**About this task:**
Copy out the article on treating warts word for word.

**Text provided:**
########

Warts: What Works (and What Doesn’t)

by | Aug 18, 2017

Warts are stubborn viral growths. They are caused by certain strains of a common virus—human papillomavirus (HPV)—that are contagious and can reside in warm, damp, and dark environments. A plantar wart can be reasonably harmless enough, but they often grow on the underside of the foot and can cause pain and discomfort and embarrassment.

Generally speaking, warts will go away on their own in time. Now, that being said, “in time” can mean “up to a couple of years.” Since you probably don’t want to wait that long, you will likely want to have the problem treated.

As we look at the options for appropriate wart treatment, it’s important to start by noting that if you are diabetic you need to receive professional treatment. Make sure you keep on the lookout for plantar warts during your daily foot inspections and contact us to schedule an appointment as soon as possible after you find a wart on your foot. We are able to take care of it for you with the use of safe procedures in a sterile environment.

If you are an otherwise healthy individual, you can certainly attempt to handle a case of warts on your own. When doing so, do not attempt to cut the wart out by using “bathroom surgery.” Doing so puts you at risk for damage (accidentally cutting yourself in an unintended location) and infection. There is a quite a difference between a medically-sterile environment and even the cleanest of homes.

Having ruled that out, you might want to try using an over-the-counter wart removal kit from a pharmacy or retail store. These kinds of products typically use salicylic acid to destroy the viral growth, but they can also damage healthy skin surrounding the wart. Further, these kits usually have a spotty record with regards to how well they actually work. If you want to try this approach, please take measures to ensure the product doesn’t damage any of the healthy skin around the wart.

########

**Supplied data:**
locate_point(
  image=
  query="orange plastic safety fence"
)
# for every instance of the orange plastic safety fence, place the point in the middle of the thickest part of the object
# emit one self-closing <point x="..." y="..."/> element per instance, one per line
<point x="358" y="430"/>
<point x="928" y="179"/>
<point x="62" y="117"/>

########

**Solution below:**
Warts: What Works (and What Doesn’t)

by | Aug 18, 2017

Warts are stubborn viral growths. They are caused by certain strains of a common virus—human papillomavirus (HPV)—that are contagious and can reside in warm, damp, and dark environments. A plantar wart can be reasonably harmless enough, but they often grow on the underside of the foot and can cause pain and discomfort and embarrassment.

Generally speaking, warts will go away on their own in time. Now, that being said, “in time” can mean “up to a couple of years.” Since you probably don’t want to wait that long, you will likely want to have the problem treated.

As we look at the options for appropriate wart treatment, it’s important to start by noting that if you are diabetic you need to receive professional treatment. Make sure you keep on the lookout for plantar warts during your daily foot inspections and contact us to schedule an appointment as soon as possible after you find a wart on your foot. We are able to take care of it for you with the use of safe procedures in a sterile environment.

If you are an otherwise healthy individual, you can certainly attempt to handle a case of warts on your own. When doing so, do not attempt to cut the wart out by using “bathroom surgery.” Doing so puts you at risk for damage (accidentally cutting yourself in an unintended location) and infection. There is a quite a difference between a medically-sterile environment and even the cleanest of homes.

Having ruled that out, you might want to try using an over-the-counter wart removal kit from a pharmacy or retail store. These kinds of products typically use salicylic acid to destroy the viral growth, but they can also damage healthy skin surrounding the wart. Further, these kits usually have a spotty record with regards to how well they actually work. If you want to try this approach, please take measures to ensure the product doesn’t damage any of the healthy skin around the wart.